Task data ->
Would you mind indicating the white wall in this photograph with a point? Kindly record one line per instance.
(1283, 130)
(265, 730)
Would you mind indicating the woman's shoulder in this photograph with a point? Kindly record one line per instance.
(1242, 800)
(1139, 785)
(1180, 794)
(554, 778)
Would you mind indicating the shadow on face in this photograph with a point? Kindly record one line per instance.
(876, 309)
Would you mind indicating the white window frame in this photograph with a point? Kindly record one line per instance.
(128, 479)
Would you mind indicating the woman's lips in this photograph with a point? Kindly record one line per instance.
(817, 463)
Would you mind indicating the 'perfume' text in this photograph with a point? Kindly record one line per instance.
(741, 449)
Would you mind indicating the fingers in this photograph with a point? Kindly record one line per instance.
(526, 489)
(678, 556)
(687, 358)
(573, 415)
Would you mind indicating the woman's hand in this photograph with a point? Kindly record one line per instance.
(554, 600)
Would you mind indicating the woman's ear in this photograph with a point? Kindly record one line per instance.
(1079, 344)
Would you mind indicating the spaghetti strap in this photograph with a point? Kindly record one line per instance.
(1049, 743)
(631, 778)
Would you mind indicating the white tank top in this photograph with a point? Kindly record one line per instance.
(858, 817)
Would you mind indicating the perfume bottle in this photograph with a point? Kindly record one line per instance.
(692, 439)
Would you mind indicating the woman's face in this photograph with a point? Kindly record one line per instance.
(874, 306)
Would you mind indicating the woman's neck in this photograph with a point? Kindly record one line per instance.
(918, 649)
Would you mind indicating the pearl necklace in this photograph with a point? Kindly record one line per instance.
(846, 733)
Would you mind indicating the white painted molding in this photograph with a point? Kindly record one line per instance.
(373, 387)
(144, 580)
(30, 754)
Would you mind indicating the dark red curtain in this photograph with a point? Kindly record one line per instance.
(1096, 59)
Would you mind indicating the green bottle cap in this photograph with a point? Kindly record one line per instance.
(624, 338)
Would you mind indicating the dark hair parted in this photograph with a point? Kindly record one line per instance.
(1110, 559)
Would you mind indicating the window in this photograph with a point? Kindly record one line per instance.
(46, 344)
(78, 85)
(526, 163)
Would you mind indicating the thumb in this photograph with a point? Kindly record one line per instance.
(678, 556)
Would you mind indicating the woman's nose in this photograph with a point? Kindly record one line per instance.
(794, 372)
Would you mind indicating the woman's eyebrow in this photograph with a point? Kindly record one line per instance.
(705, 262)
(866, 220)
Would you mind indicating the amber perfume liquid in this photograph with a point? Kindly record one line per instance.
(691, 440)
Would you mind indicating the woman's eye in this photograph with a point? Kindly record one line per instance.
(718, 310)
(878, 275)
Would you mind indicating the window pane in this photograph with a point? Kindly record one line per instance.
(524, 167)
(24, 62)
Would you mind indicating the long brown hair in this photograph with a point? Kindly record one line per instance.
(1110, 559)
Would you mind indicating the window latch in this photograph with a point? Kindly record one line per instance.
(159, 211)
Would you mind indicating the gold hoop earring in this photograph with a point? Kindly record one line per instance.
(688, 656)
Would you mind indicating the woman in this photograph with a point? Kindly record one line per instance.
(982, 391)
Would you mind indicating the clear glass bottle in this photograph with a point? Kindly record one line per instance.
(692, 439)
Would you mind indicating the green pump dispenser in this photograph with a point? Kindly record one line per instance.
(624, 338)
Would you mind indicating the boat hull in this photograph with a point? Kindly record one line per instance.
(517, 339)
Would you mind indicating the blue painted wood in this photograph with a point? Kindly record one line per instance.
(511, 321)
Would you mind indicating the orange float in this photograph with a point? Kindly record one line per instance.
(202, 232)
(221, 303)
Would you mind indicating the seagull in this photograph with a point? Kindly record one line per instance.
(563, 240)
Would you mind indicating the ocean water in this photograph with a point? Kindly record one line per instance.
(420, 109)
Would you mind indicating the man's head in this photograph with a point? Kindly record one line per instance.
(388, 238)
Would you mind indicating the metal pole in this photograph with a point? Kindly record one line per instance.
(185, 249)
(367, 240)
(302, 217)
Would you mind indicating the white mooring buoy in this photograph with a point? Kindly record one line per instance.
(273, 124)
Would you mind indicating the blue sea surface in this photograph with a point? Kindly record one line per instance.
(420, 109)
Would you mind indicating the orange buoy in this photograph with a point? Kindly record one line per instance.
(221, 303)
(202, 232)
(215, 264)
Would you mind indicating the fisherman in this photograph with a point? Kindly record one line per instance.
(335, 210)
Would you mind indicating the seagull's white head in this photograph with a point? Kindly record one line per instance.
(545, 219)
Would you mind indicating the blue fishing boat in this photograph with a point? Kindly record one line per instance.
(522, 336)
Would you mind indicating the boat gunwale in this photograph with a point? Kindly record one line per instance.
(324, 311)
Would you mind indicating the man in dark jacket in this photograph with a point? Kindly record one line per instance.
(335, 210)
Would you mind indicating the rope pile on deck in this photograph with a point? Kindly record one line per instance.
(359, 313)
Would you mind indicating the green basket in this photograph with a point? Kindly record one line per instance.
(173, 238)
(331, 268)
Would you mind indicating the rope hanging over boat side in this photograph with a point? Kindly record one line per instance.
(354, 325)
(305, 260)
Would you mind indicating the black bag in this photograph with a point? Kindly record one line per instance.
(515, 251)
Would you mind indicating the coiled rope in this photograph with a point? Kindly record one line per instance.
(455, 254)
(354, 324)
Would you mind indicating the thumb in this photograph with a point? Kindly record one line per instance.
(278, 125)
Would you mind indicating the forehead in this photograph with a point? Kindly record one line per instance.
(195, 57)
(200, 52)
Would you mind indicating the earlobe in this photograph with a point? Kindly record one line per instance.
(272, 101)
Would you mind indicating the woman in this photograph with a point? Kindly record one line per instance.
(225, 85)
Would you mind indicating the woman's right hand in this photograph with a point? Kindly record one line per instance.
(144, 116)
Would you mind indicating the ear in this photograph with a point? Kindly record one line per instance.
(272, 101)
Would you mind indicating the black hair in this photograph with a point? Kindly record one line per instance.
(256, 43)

What this task involves -> Repeat the listing exactly, from its first line to its last.

Reply to the task ->
Would you mind indicating the white wall in this photograph with a point? Kindly record one line per instance.
(1283, 130)
(265, 730)
Would you mind indicating the woman's shoulder in this photograph with a point? Kindly record one line per instance.
(1242, 800)
(1139, 785)
(1180, 794)
(554, 778)
Would you mind indicating the shadow on face in this photograph with a point? Kindly record one line per instance.
(876, 309)
Would you mind indicating the white window frame in this photograph with a point? Kindly record one line per instance.
(128, 479)
Would you mind indicating the woman's lips in this photograph with a point? Kindly record one line per instance.
(817, 463)
Would you mind indicating the 'perfume' text in this photograph with a point? Kindly record one line per instance.
(741, 449)
Would you mind indicating the fingers in this photograph with a point? Kindly record one line per instance.
(526, 489)
(678, 556)
(687, 358)
(573, 415)
Would you mind indicating the woman's hand in this photograph with a point? Kindly record one line per instance.
(554, 600)
Would you mind indicating the woman's ear in this photograph with a point? Kindly record one line per instance.
(1079, 344)
Would you mind indicating the spaghetti strap in this photograph with a point? Kindly record one line per instance.
(1049, 743)
(631, 778)
Would you mind indicating the white tank top in this photograph with a point? Kindly record one line per instance.
(858, 817)
Would you mind indicating the perfume bottle in this photograph with a point? Kindly record one line per instance.
(692, 439)
Would you mind indicating the woman's face in this photograph with a point? Kindly record one line per instance.
(874, 306)
Would you mind indicating the woman's neck in this photograph with a point? Kindly record one line per instance.
(918, 649)
Would you mind indicating the pearl necklace in this photograph with a point? Kindly record one line per instance.
(846, 733)
Would you mind indicating the white painted molding in this photograph with a point? Kindly record one line per instance.
(373, 387)
(144, 580)
(30, 754)
Would you mind indicating the dark red curtain in this photograph with a point? Kindly record one line per instance.
(1096, 59)
Would you mind indicating the green bottle cap in this photograph with a point? Kindly record one line per instance.
(624, 338)
Would you mind indicating the dark hair parted in this photograph with a point? Kindly record one line per instance.
(1110, 559)
Would you mind indicating the window in this photograph with a point? Kindly record one line per instance.
(46, 344)
(78, 85)
(526, 163)
Would you mind indicating the thumb in this photograph with a point? Kindly record one line per instance.
(678, 556)
Would you mind indicating the woman's nose in this photograph with a point? Kindly record one line per instance.
(794, 372)
Would you mind indicating the woman's eyebrow in this photograph with a point? Kindly record one line per instance.
(705, 262)
(866, 220)
Would you mind indicating the amber perfume liquid in this photograph with a point? Kindly record one line per instance.
(691, 440)
Would you mind indicating the woman's eye in this photograph with a point? Kindly record one line per instance.
(718, 310)
(878, 275)
Would you mind indicating the window pane in this photograph with a point? Kindly record one line per instance.
(524, 167)
(24, 62)
Would you mind indicating the long brown hair in this photograph with a point? Kindly record one line per instance.
(1110, 559)
Would you mind indicating the window latch in this photograph with a point? Kindly record one line per instance.
(159, 211)
Would you mind indicating the gold hoop earring in this photograph with a point? Kindly record one line per instance.
(688, 656)
Would you mind indicating the woman in this photograph with a point? Kindly record one line per instance.
(982, 391)
Would you mind indicating the clear glass bottle in this photograph with a point? Kindly record one line per instance.
(692, 439)
Would you mind indicating the green pump dispenser in this photograph with a point? Kindly record one line per instance.
(624, 338)
Would you mind indicating the boat hull in this photograph with a point? Kindly record one line per instance.
(517, 339)
Would you mind indicating the blue painted wood in this photograph with a point? Kindly record one line per instance.
(511, 321)
Would you mind indicating the orange float in this photograph with a point? Kindly record one line per instance.
(202, 232)
(221, 303)
Would you mind indicating the seagull in this photograph with a point? Kindly record one line per instance.
(563, 240)
Would you mind indicating the ocean water in this photograph with a point? Kindly record one line per instance.
(420, 109)
Would you mind indicating the man's head in this photograph with a point? Kindly record one line per instance.
(388, 238)
Would you mind indicating the metal pole in this photograph with a point? Kindly record one line per instance.
(185, 249)
(367, 240)
(302, 217)
Would you mind indicating the white mooring buoy in this photograph with a point? Kindly record one line per instance.
(273, 124)
Would you mind indicating the blue sea surface in this photograph with a point? Kindly record one line per instance.
(420, 109)
Would you mind indicating the orange buoy in this photograph with a point? Kindly record one line per instance.
(221, 303)
(202, 232)
(215, 264)
Would you mind indicating the fisherman in this photograph with a point? Kindly record one line per instance.
(335, 210)
Would you mind indicating the seagull's white head in this photograph with a point? Kindly record one line per instance.
(545, 219)
Would you mind indicating the blue fishing boat in this photograph with a point? Kindly record one line per instance.
(522, 336)
Would you mind indicating the boat gunwale in this photograph with a point? Kindly record one line per instance.
(324, 311)
Would you mind indicating the man in dark jacket in this photograph with a point? Kindly record one line per instance.
(335, 210)
Would you mind indicating the rope pile on deck in this photograph with a point? Kindly record one line per instance.
(359, 313)
Would you mind indicating the green basket in this photograph with a point? Kindly record one line per instance.
(173, 238)
(331, 268)
Would you mind indicating the rope hanging over boat side in this photograph with a point? Kindly record one line per instance.
(354, 325)
(305, 260)
Would you mind indicating the black bag in this photograph with a point? Kindly record one line per instance.
(515, 251)
Would you mind indicating the coiled rope in this photograph with a point? Kindly record one line per instance.
(455, 254)
(354, 324)
Would you mind indicating the thumb in this photograph with a point? Kindly record one line per instance.
(278, 125)
Would you mind indicating the forehead in this photograph with a point? Kindly record one line per instance.
(195, 57)
(200, 52)
Would you mind indicating the earlobe in this photograph with a point? Kindly record one line per instance.
(272, 101)
Would you mind indicating the woman in this photograph with a point? Kindly record one line per instance.
(225, 85)
Would you mind indicating the woman's right hand in this photograph with a point? Kindly record one line per instance.
(144, 116)
Would you mind indicating the ear in this photograph with a point? Kindly record one line per instance.
(272, 101)
Would you mind indicating the black hair in this photograph with a point? Kindly record one line per instance.
(256, 43)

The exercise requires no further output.